**TASK BRIEF**
Copy out the data below as written; omit any images.

**SUPPLIED DATA**
* * * * * * * * *
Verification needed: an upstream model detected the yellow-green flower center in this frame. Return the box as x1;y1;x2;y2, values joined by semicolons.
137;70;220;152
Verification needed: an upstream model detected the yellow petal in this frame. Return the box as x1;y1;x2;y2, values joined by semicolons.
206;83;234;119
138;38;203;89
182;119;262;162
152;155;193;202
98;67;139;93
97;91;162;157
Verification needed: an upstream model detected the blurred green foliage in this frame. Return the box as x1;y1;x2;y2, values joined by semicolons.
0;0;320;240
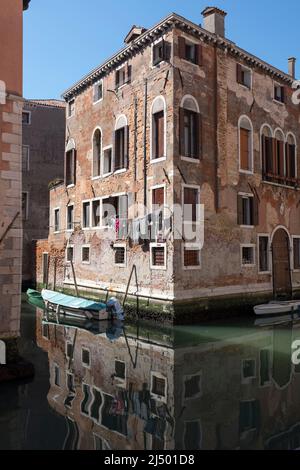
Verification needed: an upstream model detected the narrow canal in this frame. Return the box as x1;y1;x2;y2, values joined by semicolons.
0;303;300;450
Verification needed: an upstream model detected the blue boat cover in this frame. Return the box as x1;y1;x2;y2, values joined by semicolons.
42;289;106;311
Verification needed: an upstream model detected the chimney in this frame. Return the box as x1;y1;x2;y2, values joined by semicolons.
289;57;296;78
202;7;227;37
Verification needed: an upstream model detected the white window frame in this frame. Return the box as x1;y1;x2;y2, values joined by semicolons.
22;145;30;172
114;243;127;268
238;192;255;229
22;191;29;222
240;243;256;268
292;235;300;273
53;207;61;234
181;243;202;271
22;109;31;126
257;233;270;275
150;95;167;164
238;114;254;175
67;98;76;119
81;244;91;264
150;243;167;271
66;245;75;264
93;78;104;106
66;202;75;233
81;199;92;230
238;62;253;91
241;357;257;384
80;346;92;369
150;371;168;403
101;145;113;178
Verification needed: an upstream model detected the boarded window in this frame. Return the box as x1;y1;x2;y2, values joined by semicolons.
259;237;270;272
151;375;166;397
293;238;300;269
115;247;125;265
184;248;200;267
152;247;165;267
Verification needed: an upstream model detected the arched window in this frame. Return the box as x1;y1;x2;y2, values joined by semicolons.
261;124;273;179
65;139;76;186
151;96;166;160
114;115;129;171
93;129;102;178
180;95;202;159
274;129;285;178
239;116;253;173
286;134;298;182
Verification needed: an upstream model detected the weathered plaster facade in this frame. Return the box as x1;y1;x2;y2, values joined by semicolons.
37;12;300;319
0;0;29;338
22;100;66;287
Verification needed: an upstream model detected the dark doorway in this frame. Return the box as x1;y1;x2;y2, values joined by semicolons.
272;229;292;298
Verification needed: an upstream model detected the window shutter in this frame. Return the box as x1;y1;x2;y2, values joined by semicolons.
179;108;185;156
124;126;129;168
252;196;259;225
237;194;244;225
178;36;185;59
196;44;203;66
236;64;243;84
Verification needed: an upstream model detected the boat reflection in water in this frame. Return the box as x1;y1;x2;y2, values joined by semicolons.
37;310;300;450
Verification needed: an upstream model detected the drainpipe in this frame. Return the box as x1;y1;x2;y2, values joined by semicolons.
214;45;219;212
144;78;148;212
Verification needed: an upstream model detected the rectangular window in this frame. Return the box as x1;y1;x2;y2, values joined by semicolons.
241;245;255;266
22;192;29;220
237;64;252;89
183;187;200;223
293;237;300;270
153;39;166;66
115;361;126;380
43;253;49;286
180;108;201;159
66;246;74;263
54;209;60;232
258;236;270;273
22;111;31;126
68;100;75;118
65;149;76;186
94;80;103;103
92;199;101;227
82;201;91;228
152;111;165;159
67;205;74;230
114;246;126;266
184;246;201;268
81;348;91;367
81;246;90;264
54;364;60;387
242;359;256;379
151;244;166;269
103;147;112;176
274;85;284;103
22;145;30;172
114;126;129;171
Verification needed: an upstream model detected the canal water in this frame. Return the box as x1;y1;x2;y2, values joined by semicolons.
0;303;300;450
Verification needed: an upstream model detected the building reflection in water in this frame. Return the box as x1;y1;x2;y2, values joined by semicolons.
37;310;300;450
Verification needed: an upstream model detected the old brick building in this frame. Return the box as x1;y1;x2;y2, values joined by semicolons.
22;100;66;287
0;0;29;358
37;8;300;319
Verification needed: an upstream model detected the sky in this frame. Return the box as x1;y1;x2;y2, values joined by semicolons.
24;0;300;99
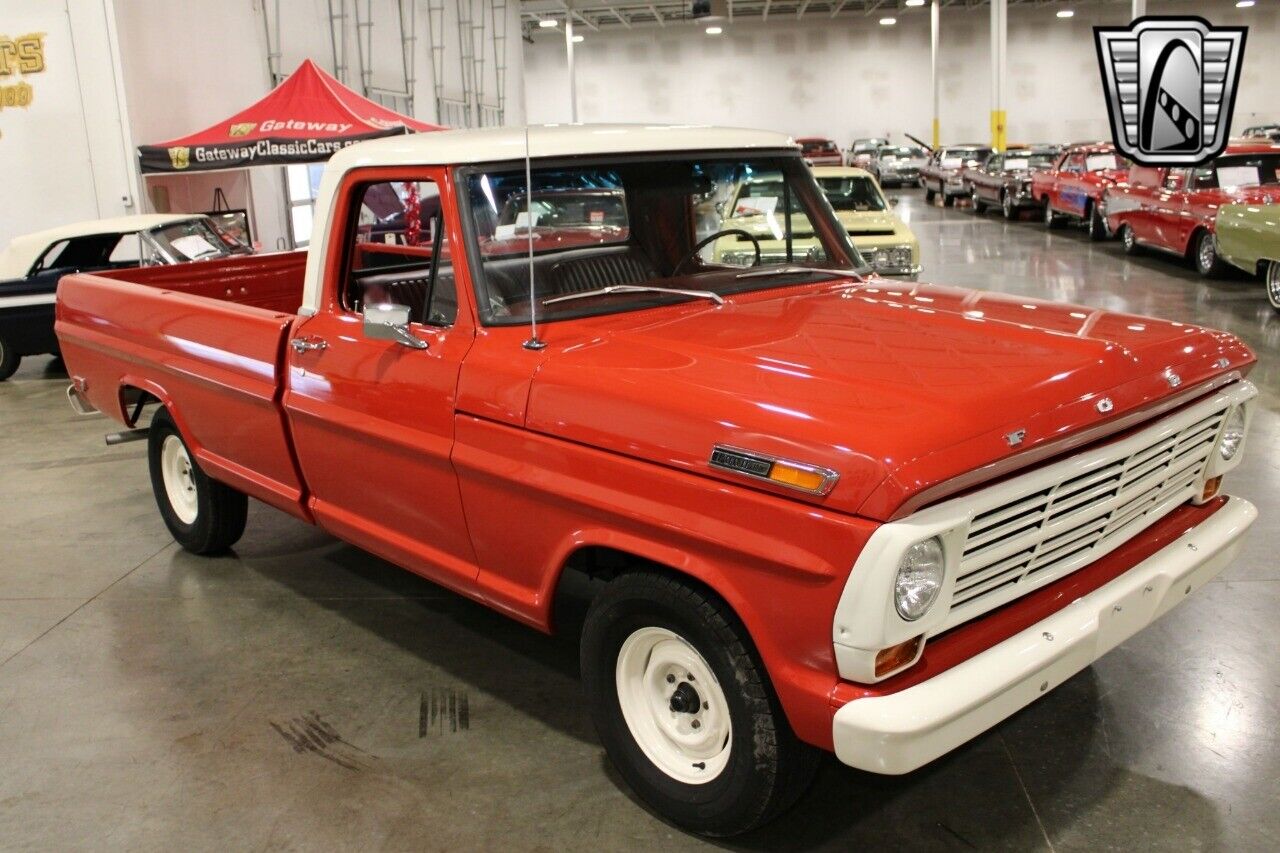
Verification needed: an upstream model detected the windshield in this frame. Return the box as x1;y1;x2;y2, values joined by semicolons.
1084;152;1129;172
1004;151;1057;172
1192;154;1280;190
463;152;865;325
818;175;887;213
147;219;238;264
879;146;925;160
* * * * * * * * *
**SOLUTION**
Verification needed: an upstream model detected the yellow-green flower center in this frame. Return the box as x1;y1;x2;y2, values joined by semicolons.
137;70;220;152
Verification needed: an upstream model detected the yellow petal in this frame. Return the box as x1;y1;x2;y2, values joined by semicolons.
206;83;234;119
138;38;203;89
182;119;262;162
152;155;193;202
98;67;139;93
97;91;162;157
Verification needed: an upstream model detected the blurred green foliage in this frame. Return the box as x1;y1;x2;y2, values joined by semicolons.
0;0;320;240
Verification needed: an upstream model detected the narrow canal in this frame. Return the box as x1;y1;x2;y2, values joined by semicolons.
0;303;300;450
Verification needed: an upstream model detected the blue boat cover in this frame. Return the box as x1;y1;x2;y2, values joined by semicolons.
42;289;106;311
Verification needed: an upstream model detected the chimney in this frame. Return the box as x1;y1;x2;y2, values joined by semicolons.
289;57;296;78
202;7;227;37
Verification needed: an upstream model detected the white window frame in this frame. Return the box as x1;y1;x2;y2, values joined by semicolons.
22;145;30;172
114;243;127;268
238;192;255;229
22;191;29;222
240;243;256;268
292;235;300;273
53;207;61;234
181;243;202;271
22;109;31;126
257;233;270;275
150;95;167;164
238;114;254;175
67;98;76;119
81;244;91;264
150;243;167;271
66;245;75;264
93;78;104;106
66;202;75;233
81;199;92;230
238;62;253;91
241;357;257;384
80;346;92;369
150;371;168;403
101;145;113;178
Verification needed: an upstream model detected the boarded window in this frame. Return the box as x1;y1;x2;y2, values joined by semicolons.
259;237;270;272
151;375;166;397
293;238;300;269
115;247;125;265
184;248;200;267
152;247;165;267
Verification needed: an upstream model detected the arched window in this frame. Return the box as x1;y1;x2;y2, values joined by semicolons.
261;124;273;179
65;139;76;186
151;96;166;160
114;115;129;171
93;129;102;178
180;95;202;159
274;129;285;178
239;116;253;173
286;134;298;182
Verification needed: an upstream model detected the weathered plaster facade in this frame. Return the box as x1;y1;x2;y2, values joined by semicolons.
37;12;300;319
0;0;29;338
22;100;66;287
Verification needed: an upstream model detected the dark doorway in this frame. Return the box as x1;y1;x2;y2, values joined by semicolons.
272;229;292;298
Verification needed: an upstream model detected the window shutter in this frame. Return the box as x1;y1;x2;y2, values joined by semicolons.
179;108;185;156
124;126;129;168
252;196;259;225
237;194;244;225
178;36;185;59
196;44;203;66
236;64;243;84
Verification needed: an upstream model detected the boat reflection in water in this frame. Return the box as x1;y1;x2;y2, values joined by semicolons.
37;310;300;450
Verification needed: an upstream model detected the drainpipe in this frame. Return the box as x1;y1;x2;y2, values joined by semicolons.
214;45;219;212
144;78;148;212
Verification needed: an upstream model detected the rectangular window in this frame. Return the box as x1;y1;x2;y2, values joined by semicolons.
241;245;255;266
22;192;29;220
237;64;252;89
183;187;200;223
293;237;300;270
153;39;166;66
115;361;126;380
43;253;49;286
180;108;201;159
66;246;74;263
54;209;60;232
258;236;270;273
22;111;31;126
68;100;75;118
65;149;76;186
94;80;103;103
92;199;101;227
82;201;91;228
152;111;165;159
67;205;74;230
114;246;126;266
184;246;201;268
81;348;91;367
81;246;90;264
54;364;60;387
242;359;256;379
151;244;166;269
103;147;112;176
274;85;284;103
22;145;30;172
114;126;129;171
Verification needed: an upstream model detected the canal water in this frame. Return the box as x1;y1;x2;y2, values joined by semicolons.
0;303;300;450
Verification needed: an upstream model detected the building reflection in water in this frame. Return the box as x1;y1;x2;y2, values joined by semicolons.
37;310;300;450
Verification needed: an upstream model detected the old brick building in this frame. Return the box as x1;y1;x2;y2, values joined by semicolons.
22;100;66;287
0;0;29;358
37;8;300;319
Verification needed: an upstream model detected the sky in this frame. Return the box as x1;y1;x2;y2, values joined by semicolons.
24;0;300;99
Verification needed: an upstream model detected the windshield in this frame. Return the box as x1;y1;x2;y2, values joined by semicolons.
1084;152;1129;172
1004;151;1057;172
1192;154;1280;190
463;152;865;325
818;175;887;213
147;219;238;264
879;146;925;160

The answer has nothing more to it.